TASKS AND EXERCISES:
a: Summarize the COVID-19 CT super-resolution text in two sentences.
b: Reproduce the part of the COVID-19 CT super-resolution text starting at "After that, some" and ending at "soon as possible.".

DOCUMENT TEXT:
▬▬▬▬▬▬▬▬▬▬

The proposed method shows the superiority over the state-of-the-art methods on the benchmark dataset, and generates clear COVID-19 CT super-resolution images.

Conclusion

Both subjective visual effects and objective evaluation indicators are improved, and the model specifications are optimized. Therefore, the MWSR method can improve the clarity of CT images of COVID-19 and effectively assist the diagnosis and quantitative assessment of COVID-19.

1. Introduction

After the coronavirus invaded the lungs, it would diffuse along alveolar pores, which would lead to alveolar swelling, exudation of alveolar septum fluids, and thickening of alveolar septum, etc. All these will increase the CT number of the lungs, namely the lungs will become white. There is no exudation of granulocytes in viral infections, the alveoli are clean, and the air is still inside, so there is often a ground glass shadow without a substantial white mass change. Therefore, super-resolution (SR) reconstruction technology is urgently needed to improve the resolution of COVID-CT as an important basis for the diagnosis of COVID-19 [1].

Single-image super-resolution (SISR) reconstruction is an important image processing technology in the field of computer vision, which is widely used in medicine, video, security, and remote sensing. In the actual scene, due to the limitations of the existing medical hardware conditions, low-quality low-resolution (LR) medical images are often obtained. For example, the medical images of the current hospital CT detector as the detection and diagnosis of diseases often lack the key detection details or parts of the scene. Therefore, it is necessary to overcome the resolution limitations of the existing hardware system and use SISR reconstruction technology for enhancement the spatial resolution of the image. The core idea of this technology is to reconstruct the super-resolution image with high pixel density by analyzing the key semantic information or signal information of LR image, inferring the lack of real details.

At present, the research of SISR reconstruction is mainly divided into three stages. The earliest and most intuitive method is interpolation method based on sampling theory [2,3]. The advantage of this method is that it runs fast and is suitable for parallel computing, but it can't introduce additional useful high-frequency information, so it is difficult to get sharp high-definition image.

After that, some scholars proposed that the information of the corresponding high-resolution (HR) part can be inferred from the LR image. Relying on the technique of neighborhood embedding [4,5], sparse coding [6], [7], [8], the algorithm of learning the mapping function between LR image and HR image is studied and proposed. However, when the image does not contain enough repetitive patterns, this method tends to produce non-detailed sharp edges.

The main contributions of this paper are described as follows:

• (1)Expand the network structure horizontally to avoid the vertical depth of the network. The extended network uses the multi-window up-projection and down-projection residual module (MWUD) to extract the key information of the same feature map at the same time from the shallow network, to obtain more complete high/low frequency information in the original image as soon as possible.
• (2)The residual network extracts features. The dilated convolution is used to expand the receptive field, and the image high/low frequency information is extracted layer by layer through 3 repetitive and continuous residual modules.

▬▬▬▬▬▬▬▬▬▬

RECORDS SHOWN:
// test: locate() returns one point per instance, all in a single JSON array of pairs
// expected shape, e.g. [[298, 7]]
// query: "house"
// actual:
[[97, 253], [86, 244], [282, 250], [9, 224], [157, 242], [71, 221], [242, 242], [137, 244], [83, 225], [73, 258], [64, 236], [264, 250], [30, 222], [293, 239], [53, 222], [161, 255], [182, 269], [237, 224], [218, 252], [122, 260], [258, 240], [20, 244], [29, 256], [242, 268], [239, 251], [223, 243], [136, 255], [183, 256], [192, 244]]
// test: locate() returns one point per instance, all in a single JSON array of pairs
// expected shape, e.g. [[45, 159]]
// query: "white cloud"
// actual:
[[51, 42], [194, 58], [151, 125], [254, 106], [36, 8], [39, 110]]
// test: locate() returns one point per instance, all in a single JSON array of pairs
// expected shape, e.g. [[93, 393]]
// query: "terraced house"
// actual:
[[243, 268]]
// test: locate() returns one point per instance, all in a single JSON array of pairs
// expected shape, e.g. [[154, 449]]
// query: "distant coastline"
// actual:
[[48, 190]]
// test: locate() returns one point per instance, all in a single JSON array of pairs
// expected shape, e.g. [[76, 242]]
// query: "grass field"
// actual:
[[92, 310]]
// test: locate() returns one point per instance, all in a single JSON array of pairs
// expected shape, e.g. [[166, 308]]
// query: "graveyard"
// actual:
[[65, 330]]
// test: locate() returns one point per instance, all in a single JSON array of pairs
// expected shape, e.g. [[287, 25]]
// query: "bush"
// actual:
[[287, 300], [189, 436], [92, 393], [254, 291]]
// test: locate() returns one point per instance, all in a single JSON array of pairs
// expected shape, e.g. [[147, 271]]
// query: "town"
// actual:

▬▬▬▬▬▬▬▬▬▬

TASK-BY-TASK OUTPUTS:
a: The text presents MWSR, a super-resolution method that outperforms state-of-the-art methods on a benchmark dataset, produces clear COVID-19 CT super-resolution images, and improves both subjective visual effects and objective evaluation indicators. It explains that super-resolution reconstruction is needed because low-resolution CT images often lack key details, describes earlier interpolation and learning-based approaches and their limits, and lists contributions that include a horizontally expanded network with multi-window up- and down-projection residual modules and residual feature extraction using dilated convolution.

b:
After that, some scholars proposed that the information of the corresponding high-resolution (HR) part can be inferred from the LR image. Relying on the technique of neighborhood embedding [4,5], sparse coding [6], [7], [8], the algorithm of learning the mapping function between LR image and HR image is studied and proposed. However, when the image does not contain enough repetitive patterns, this method tends to produce non-detailed sharp edges.

The main contributions of this paper are described as follows:

• (1)Expand the network structure horizontally to avoid the vertical depth of the network. The extended network uses the multi-window up-projection and down-projection residual module (MWUD) to extract the key information of the same feature map at the same time from the shallow network, to obtain more complete high/low frequency information in the original image as soon as possible.